Could you reproduce, word for word, the material from the line with "the gray floor" to the line with "of the dark", including both of those lines?
**** DATA SECTION ****
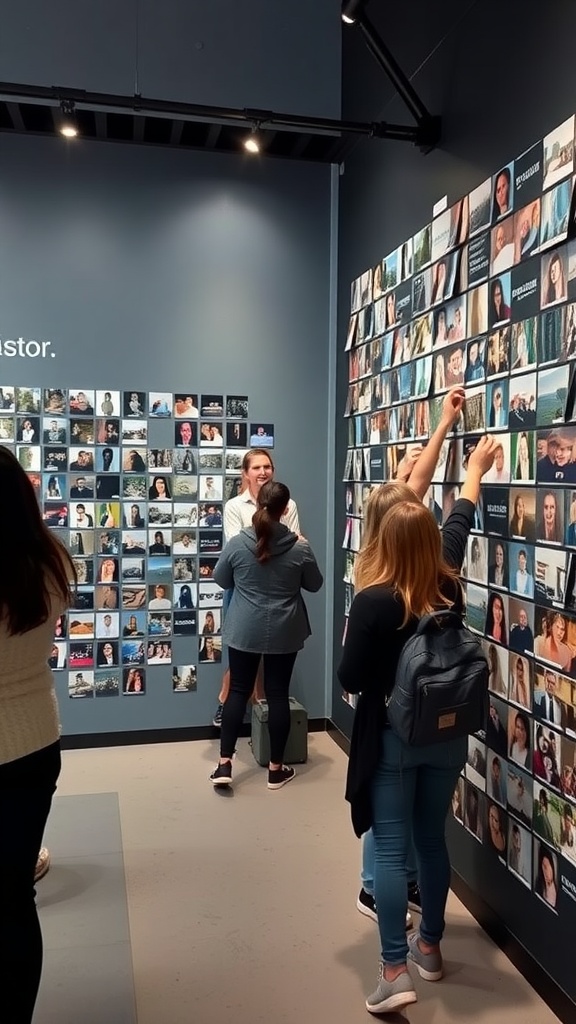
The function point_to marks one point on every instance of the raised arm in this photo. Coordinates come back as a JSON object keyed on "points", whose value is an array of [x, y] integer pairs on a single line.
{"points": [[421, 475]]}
****
**** DATA SECTION ****
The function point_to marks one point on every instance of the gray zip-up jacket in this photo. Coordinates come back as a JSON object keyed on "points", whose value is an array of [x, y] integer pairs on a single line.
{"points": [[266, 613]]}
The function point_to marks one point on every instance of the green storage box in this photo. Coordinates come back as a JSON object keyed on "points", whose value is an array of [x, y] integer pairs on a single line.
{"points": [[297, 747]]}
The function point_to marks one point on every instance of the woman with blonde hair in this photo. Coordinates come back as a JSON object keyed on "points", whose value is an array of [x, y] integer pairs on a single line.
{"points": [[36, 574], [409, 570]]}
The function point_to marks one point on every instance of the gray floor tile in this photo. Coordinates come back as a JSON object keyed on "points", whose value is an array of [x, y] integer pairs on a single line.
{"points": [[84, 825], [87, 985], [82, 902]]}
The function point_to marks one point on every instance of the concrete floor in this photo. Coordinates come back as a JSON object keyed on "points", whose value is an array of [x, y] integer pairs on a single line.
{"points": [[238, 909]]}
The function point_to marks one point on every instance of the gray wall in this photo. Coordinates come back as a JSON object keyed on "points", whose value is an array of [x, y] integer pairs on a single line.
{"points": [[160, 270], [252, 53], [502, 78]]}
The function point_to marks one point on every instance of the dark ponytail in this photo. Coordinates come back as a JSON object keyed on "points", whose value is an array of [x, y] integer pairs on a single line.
****
__TASK ANSWER__
The function point_to marks one point on every instance of the gray floor tile in this photo. Coordinates come back as a JSON object keyed on "points", whose value is an array of [x, y] integer pairs on a single line.
{"points": [[84, 825], [87, 985], [82, 902]]}
The function point_to marks one point on every instance of the concrete floor in this photo. Coordinates come back as a JSON object keyed on "points", whose value is an array of [x, y] integer pairs on a single line.
{"points": [[238, 909]]}
The function point_to marks one point on every instance of the gray wall in this photo. Coordinates come back as a JSON object keyed on "points", whose value is an array of [x, y] integer pairs on a single line.
{"points": [[160, 270], [252, 53], [502, 78]]}
The function point_to marks one point on every instance of the dark ponytail in this photo. Coordinates come back as a JSON object keyed on "points", whose value is an array of [x, y] integer pairs on a single line.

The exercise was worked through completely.